## Exercise material:

+++

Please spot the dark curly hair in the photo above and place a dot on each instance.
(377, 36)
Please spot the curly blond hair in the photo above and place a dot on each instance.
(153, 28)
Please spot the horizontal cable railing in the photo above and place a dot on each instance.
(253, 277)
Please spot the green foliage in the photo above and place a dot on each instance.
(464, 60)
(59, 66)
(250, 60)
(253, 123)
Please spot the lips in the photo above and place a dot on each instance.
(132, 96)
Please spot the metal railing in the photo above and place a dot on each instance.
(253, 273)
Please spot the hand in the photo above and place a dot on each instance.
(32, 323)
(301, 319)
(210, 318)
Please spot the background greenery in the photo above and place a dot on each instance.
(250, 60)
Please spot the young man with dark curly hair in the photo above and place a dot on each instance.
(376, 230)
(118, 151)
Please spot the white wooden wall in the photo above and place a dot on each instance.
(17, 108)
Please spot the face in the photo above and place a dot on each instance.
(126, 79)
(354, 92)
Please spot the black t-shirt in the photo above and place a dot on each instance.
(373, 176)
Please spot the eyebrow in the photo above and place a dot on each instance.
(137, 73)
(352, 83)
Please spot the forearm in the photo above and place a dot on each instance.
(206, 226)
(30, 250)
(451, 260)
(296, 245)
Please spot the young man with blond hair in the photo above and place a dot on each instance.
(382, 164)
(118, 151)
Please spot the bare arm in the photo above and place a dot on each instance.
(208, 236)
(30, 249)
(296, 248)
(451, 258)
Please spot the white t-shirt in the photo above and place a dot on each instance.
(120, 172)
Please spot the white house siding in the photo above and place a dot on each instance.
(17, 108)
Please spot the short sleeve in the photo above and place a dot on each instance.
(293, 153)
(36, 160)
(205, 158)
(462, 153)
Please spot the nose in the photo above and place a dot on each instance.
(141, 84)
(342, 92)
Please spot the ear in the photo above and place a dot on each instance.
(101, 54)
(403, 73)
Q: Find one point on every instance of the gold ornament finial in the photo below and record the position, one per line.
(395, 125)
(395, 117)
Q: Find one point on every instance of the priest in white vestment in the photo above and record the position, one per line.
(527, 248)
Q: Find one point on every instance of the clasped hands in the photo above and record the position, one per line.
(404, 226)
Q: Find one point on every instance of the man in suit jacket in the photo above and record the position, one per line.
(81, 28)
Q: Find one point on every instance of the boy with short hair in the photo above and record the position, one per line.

+++

## Exercise description:
Please give back all of the records exactly as written.

## Task response:
Please spot the dark curly hair in the photo above and place a dot on each instance.
(377, 36)
Please spot the curly blond hair in the photo above and place a dot on each instance.
(153, 28)
Please spot the horizontal cable railing in the photo above and place a dot on each instance.
(253, 277)
Please spot the green foliage in the photo above and place a dot on each instance.
(464, 60)
(59, 66)
(250, 60)
(253, 123)
Please spot the lips in the photo above and place a dot on each instance.
(132, 96)
Please spot the metal railing in the photo above and place a dot on each instance.
(253, 273)
Please spot the hand in the photo above and place a dot on each instance.
(32, 323)
(301, 319)
(210, 318)
Please spot the background greenery in the photo above and place a dot on each instance.
(250, 60)
Please spot the young man with dark curly hair in the photo above and place a dot on each instance.
(376, 230)
(118, 151)
Please spot the white wooden wall in the photo above and place a dot on each instance.
(17, 108)
Please spot the face in the photo above and place a dot on each instance.
(126, 79)
(354, 92)
Please spot the black t-shirt in the photo above and place a dot on each instance.
(373, 176)
Please spot the eyebrow in the photo above and place a dot on each instance.
(137, 73)
(352, 83)
Please spot the forearm in the photo above and place a dot on each instance.
(206, 226)
(30, 250)
(451, 260)
(296, 245)
Please spot the young man with blond hair in the photo above and place a dot on each instance.
(382, 164)
(118, 151)
Please spot the bare arm in the photo above and place a dot on each instance.
(208, 236)
(30, 249)
(296, 248)
(451, 258)
Please spot the white t-shirt in the photo above and place a dot on each instance.
(120, 172)
Please spot the white house siding in the photo above and place a dot on each instance.
(17, 108)
Please spot the short sleeve in the photo above and place a dot on each instance.
(293, 153)
(36, 160)
(205, 158)
(462, 153)
Please spot the nose in the photo above and place a dot on each instance.
(141, 84)
(342, 92)
Please spot the ear in the photo above and place a dot on each instance.
(101, 54)
(403, 73)
Q: Find one point on every instance of the gold ornament finial in the photo below and record the position, one per line.
(395, 125)
(395, 117)
Q: Find one point on every instance of the priest in white vestment in the photo above and record the position, one per line.
(527, 248)
Q: Find one point on every instance of the clasped hands in the photo above and record the position, one per line.
(404, 226)
Q: Find one point on every instance of the man in suit jacket in the photo above and record the position, one per line.
(81, 28)
Q: Find one point on every instance of the boy with short hair in the photo above and record the position, one per line.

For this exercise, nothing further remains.